Murray with William Dockwra opened for business with a penny post service on 27 March 1680. They offered to take letters "to any part of the City, or Suburbs", for a penny. Hugh Chamberlen and perhaps Henry Neville Payne were partners. The scheme was initially denounced by Titus Oates, because Payne who claimed a share in the concept was a Tory. But it was in fact taken up swiftly as a channel for distribution of anti-government writings. Coffee houses were used to pick up and drop posts.

Murray very shortly got into trouble connected with his support for the Duke of Monmouth. He then worked as an agent for Shaftesbury, and went to ground. He assigned his interest in the postal scheme to Dockwra; but later it was adjudged to pertain to James, Duke of York, as a branch of the general post office, by the King's Bench. Henry Bennet, 1st Earl of Arlington was brought in to run it in 1682, at the point when Shaftesbury went into self-imposed exile. The business itself thrived for a period.
****************
* **ACTIVITIES**:
a. In the passage on Murray's penny post, rewrite everything from "Murray very shortly" down to "for a period.", swapping "Shaftesbury" for "the Earl of Shaftesbury".
b. Translate this sentence from the passage on Murray's penny post into Spanish: "Coffee houses were used to pick up and drop posts."

* **SOURCE DATA**:
****************
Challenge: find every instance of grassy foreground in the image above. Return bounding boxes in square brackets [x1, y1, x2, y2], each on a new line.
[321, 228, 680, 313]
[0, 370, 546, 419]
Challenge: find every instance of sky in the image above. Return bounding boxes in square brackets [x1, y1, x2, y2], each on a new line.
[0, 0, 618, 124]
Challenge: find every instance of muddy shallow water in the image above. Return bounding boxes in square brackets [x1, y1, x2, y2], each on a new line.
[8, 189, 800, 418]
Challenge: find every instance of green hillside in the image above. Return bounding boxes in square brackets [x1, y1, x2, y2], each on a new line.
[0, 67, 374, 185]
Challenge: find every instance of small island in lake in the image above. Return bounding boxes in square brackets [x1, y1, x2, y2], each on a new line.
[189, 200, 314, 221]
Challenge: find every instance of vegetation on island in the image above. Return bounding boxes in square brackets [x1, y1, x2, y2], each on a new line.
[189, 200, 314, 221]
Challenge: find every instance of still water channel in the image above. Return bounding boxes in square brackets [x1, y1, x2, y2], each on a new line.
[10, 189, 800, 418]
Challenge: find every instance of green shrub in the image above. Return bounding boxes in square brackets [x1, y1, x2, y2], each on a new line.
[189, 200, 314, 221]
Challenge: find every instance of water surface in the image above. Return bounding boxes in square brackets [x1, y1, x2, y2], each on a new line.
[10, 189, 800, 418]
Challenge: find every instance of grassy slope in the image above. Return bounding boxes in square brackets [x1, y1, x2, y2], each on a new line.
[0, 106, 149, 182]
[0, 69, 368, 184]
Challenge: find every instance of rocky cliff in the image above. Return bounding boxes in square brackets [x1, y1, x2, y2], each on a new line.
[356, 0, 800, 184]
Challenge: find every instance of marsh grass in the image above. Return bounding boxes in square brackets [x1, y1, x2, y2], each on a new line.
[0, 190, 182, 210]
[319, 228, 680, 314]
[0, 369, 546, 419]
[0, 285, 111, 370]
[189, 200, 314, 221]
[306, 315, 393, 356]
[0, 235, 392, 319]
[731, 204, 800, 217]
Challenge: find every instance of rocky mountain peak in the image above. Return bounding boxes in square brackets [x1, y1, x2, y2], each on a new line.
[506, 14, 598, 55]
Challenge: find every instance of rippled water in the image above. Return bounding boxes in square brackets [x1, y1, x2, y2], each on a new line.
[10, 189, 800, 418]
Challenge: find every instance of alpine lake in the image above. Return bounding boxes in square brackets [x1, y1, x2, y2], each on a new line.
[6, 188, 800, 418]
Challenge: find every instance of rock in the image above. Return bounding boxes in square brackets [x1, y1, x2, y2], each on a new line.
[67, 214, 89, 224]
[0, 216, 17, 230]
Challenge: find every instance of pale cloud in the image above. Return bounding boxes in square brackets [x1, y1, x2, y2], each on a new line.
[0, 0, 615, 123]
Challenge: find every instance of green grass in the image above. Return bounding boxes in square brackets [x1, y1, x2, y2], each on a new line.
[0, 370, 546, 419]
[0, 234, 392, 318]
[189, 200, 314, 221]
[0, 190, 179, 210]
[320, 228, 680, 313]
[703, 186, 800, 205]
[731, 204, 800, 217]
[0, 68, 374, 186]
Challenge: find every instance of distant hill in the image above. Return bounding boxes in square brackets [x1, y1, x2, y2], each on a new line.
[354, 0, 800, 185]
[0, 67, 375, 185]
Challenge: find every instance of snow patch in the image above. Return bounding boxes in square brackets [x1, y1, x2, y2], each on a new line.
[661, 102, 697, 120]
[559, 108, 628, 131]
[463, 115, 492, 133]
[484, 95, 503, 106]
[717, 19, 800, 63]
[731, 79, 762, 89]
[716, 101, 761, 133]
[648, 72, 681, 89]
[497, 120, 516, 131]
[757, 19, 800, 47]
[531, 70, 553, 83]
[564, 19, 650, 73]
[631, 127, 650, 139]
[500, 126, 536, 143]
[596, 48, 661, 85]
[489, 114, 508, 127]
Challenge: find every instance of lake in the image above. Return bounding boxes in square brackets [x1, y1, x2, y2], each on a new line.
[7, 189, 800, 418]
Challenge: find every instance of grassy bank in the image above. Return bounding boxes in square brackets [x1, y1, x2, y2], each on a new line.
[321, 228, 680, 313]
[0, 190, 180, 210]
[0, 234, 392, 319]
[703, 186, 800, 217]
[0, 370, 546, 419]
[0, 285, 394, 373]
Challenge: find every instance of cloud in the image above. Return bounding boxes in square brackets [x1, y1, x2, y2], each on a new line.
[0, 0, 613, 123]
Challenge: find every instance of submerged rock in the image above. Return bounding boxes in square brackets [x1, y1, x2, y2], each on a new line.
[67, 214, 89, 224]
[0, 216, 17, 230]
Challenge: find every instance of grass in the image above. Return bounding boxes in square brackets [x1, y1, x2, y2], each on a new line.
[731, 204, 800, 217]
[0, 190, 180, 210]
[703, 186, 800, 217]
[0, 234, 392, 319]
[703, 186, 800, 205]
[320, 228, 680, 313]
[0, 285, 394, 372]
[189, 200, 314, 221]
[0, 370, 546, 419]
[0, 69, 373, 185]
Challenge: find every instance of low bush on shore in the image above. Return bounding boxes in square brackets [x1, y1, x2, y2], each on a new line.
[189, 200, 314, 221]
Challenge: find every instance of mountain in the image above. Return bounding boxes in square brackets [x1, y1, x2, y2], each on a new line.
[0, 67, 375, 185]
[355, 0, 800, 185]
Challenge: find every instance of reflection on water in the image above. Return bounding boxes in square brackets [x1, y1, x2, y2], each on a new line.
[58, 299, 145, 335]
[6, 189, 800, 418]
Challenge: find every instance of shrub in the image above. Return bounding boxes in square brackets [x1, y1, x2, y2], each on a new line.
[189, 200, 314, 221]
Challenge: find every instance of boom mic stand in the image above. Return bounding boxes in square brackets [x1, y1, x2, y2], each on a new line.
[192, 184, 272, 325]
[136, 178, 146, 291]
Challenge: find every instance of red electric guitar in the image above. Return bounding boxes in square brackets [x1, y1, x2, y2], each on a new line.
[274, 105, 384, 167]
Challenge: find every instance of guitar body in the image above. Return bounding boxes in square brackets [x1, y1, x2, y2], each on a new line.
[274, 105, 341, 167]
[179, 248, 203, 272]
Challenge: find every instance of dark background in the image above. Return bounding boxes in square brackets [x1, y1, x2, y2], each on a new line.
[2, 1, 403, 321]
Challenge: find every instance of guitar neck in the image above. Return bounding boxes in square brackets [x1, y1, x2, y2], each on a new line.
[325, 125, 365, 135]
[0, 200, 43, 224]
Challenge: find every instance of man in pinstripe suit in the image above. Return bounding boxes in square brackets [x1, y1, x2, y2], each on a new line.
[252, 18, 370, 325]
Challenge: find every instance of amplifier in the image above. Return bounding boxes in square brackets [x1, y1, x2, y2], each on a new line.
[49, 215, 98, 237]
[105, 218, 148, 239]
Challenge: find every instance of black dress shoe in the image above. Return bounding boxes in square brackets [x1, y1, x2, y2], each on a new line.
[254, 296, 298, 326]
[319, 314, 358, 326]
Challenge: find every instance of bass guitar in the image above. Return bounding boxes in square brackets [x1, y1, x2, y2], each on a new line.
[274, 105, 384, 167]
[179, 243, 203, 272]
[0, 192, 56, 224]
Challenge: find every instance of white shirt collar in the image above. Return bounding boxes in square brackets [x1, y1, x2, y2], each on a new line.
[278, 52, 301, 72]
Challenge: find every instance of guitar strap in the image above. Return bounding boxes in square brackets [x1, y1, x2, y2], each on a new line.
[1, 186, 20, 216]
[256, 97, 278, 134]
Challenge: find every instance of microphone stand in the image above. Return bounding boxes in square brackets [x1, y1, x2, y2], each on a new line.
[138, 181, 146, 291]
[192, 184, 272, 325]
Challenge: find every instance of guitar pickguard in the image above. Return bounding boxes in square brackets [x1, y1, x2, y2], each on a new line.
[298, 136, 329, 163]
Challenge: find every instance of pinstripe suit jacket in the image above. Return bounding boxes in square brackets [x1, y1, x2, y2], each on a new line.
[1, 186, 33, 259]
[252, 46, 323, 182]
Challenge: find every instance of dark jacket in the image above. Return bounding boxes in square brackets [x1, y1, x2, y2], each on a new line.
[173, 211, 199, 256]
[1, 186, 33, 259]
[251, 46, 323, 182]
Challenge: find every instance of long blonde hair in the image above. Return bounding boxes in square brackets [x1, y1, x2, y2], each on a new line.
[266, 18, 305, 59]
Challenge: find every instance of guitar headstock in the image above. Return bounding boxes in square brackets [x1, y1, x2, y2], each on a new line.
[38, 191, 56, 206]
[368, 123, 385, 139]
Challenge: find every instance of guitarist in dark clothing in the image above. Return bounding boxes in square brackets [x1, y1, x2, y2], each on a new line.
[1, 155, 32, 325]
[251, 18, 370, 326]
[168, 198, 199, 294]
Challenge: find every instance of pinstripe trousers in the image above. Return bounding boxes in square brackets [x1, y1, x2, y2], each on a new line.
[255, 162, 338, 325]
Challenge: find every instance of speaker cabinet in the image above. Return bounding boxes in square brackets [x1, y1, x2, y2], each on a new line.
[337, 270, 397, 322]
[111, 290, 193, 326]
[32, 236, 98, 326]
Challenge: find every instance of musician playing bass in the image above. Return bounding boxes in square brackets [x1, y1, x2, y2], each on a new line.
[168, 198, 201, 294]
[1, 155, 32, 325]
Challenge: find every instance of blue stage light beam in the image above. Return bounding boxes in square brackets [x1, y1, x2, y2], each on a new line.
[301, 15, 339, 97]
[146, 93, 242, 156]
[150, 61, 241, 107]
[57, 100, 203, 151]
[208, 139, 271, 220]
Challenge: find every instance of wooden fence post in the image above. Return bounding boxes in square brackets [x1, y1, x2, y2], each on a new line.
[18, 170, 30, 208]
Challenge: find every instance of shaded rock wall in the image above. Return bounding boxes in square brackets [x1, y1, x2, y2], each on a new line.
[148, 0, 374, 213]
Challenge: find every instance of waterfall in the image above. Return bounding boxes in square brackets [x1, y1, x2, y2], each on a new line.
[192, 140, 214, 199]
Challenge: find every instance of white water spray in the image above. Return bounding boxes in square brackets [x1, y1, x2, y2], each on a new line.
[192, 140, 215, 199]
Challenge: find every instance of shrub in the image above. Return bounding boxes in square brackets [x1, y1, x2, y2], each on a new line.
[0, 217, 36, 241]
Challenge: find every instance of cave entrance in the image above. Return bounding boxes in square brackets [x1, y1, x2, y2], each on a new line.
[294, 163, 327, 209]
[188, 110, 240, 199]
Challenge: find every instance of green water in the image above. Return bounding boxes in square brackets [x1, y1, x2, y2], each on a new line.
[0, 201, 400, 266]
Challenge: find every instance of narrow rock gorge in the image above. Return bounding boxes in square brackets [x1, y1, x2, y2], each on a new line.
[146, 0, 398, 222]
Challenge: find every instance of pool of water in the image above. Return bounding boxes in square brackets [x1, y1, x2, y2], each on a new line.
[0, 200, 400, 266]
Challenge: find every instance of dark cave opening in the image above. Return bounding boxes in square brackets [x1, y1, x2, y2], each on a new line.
****************
* **LIST OF SOLUTIONS**:
a.
Murray very shortly got into trouble connected with his support for the Duke of Monmouth. He then worked as an agent for the Earl of Shaftesbury, and went to ground. He assigned his interest in the postal scheme to Dockwra; but later it was adjudged to pertain to James, Duke of York, as a branch of the general post office, by the King's Bench. Henry Bennet, 1st Earl of Arlington was brought in to run it in 1682, at the point when the Earl of Shaftesbury went into self-imposed exile. The business itself thrived for a period.

b. Las cafeterías se utilizaban para recoger y dejar el correo.